• Task instructions: Retype every one of the entries below word for word, keeping each line in its original order.
>> Start Given data
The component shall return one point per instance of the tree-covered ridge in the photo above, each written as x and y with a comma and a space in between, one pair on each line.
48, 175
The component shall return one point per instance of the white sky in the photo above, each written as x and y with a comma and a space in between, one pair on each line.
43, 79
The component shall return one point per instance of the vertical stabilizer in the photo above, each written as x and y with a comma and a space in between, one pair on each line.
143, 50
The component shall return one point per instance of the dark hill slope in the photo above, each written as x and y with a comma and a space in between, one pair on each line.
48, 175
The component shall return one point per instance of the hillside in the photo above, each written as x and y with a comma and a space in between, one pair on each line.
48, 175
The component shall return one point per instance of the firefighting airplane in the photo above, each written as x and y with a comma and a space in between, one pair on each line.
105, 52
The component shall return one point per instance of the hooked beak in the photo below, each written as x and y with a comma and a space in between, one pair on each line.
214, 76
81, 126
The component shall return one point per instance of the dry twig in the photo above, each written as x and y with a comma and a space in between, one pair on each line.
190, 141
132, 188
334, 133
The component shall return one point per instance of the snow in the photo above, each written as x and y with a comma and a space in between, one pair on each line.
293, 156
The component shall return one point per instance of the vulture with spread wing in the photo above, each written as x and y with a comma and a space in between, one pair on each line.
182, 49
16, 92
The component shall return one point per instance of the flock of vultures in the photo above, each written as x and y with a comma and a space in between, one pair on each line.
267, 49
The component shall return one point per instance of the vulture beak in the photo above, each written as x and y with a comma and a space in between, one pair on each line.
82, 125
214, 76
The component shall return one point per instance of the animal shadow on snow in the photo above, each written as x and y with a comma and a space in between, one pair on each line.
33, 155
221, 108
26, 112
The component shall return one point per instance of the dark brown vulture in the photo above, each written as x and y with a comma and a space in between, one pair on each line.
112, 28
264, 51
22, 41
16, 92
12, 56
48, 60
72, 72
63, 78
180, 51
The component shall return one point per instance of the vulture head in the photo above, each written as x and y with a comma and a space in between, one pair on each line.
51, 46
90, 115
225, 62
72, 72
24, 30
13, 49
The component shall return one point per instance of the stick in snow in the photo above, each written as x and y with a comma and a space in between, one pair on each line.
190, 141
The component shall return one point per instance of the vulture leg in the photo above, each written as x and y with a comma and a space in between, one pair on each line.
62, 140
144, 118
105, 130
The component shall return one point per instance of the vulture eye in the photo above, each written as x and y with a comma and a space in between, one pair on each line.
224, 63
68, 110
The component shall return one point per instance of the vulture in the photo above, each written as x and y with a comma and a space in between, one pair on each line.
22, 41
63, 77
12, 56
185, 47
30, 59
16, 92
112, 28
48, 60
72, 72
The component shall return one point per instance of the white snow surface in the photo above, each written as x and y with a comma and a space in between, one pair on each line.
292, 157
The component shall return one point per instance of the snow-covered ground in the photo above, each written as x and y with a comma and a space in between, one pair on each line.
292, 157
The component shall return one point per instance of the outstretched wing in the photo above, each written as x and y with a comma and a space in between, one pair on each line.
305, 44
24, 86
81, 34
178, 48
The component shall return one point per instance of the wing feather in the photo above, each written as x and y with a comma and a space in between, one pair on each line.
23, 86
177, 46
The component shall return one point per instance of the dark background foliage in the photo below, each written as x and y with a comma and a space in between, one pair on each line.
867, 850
>> End Given data
• Result of the task:
The component shall return one point per instance of the tree-covered ridge in the photo above, each written as x and y with a comma and a space in between, one pair on each line.
48, 175
The component shall return one point per instance of the white sky in the photo above, each written as x and y with a comma and a space in between, one pair on each line.
43, 79
The component shall return one point per instance of the vertical stabilizer in the photo above, each written as x and y with a comma and a space in between, one pair on each line.
143, 50
The component shall return one point per instance of the dark hill slope in the photo above, each written as x and y with a comma and a space in between, one pair on each line.
48, 175
The component shall return one point per instance of the hillside in the photo above, each written as x and y with a comma and a space in between, one pair on each line.
48, 175
The component shall return one point per instance of the firefighting airplane in the photo above, each written as x and y with a comma and a space in between, one pair on each line.
105, 52
The component shall return one point per instance of the hooked beak in the photo below, each written as x and y with a comma and a space in between, one pair on each line.
214, 76
81, 126
The component shall return one point per instance of the dry twig in the photo above, each written as x and y with a comma and a space in between, one pair on each line.
190, 141
132, 188
334, 133
The component shall return one point per instance of the snow in the photo above, each written as x and y with a comma and a space in between, one pair on each line.
293, 156
The component shall return one point per instance of the vulture with spread wing in the photo above, each written as x and y with a comma and a space in between, one pair on each line.
182, 49
16, 92
The component shall return one point per instance of the flock of vultures in the photo above, each written as x and y with a comma and a space in between, one pair on each line.
267, 49
The component shall return one point per instance of the vulture beak in the photo above, each written as x and y with a comma and a space in between, one pair on each line.
82, 125
214, 76
The component shall return one point per instance of the animal shadow on snow in the photo above, each written as x and y with a comma and a space in between, one pair on each line.
33, 155
221, 108
26, 112
The component shall return one point per instance of the dark brown vulture in the photo above, each written as x and y with a comma and a space in between, one pair on each line.
112, 28
264, 51
22, 41
16, 92
12, 56
48, 60
72, 72
63, 78
180, 51
The component shall return one point per instance of the vulture head in the photo above, each written as x and y with a comma and a space in between, one pair on each line.
51, 46
90, 115
225, 62
72, 72
24, 30
13, 49
The component shall return one point per instance of the stick in snow in the photo above, each written as x and y with a comma and a space in between, one pair on each line.
190, 141
The component shall return one point per instance of the vulture leg in the photo above, each written as x and y with a comma and a space in between, one pair on each line.
62, 140
144, 118
105, 130
The component shall return one point per instance of the vulture eye in the photo above, each written as x and y with a comma and a space in between, one pair on each line.
224, 63
68, 110
The component shall return one point per instance of the vulture in the photo above, each written as x and y with a comma and a space in between, one pair on each line.
22, 41
63, 77
12, 56
185, 47
30, 59
16, 92
112, 28
48, 60
72, 72
The component shall return one point per instance of the white snow surface in the photo above, each written as x and y with a comma and a space in between, one pair on each line.
292, 157
The component shall return one point per instance of the snow-covered ground in the photo above, each written as x and y with a comma and a space in between, one pair on each line.
292, 157
The component shall return one point per instance of the outstretched wing in the photo above, each written as x and y with a comma and a space in between, one pair on each line.
305, 44
24, 86
81, 34
178, 48
The component shall return one point per instance of the wing feather in the photo above, each written as x and y with a comma and a space in between, one pair on each line.
23, 86
177, 46
The component shall return one point per instance of the dark background foliage in the photo below, each written as x and y with a comma and a space in between, one pair on each line.
867, 850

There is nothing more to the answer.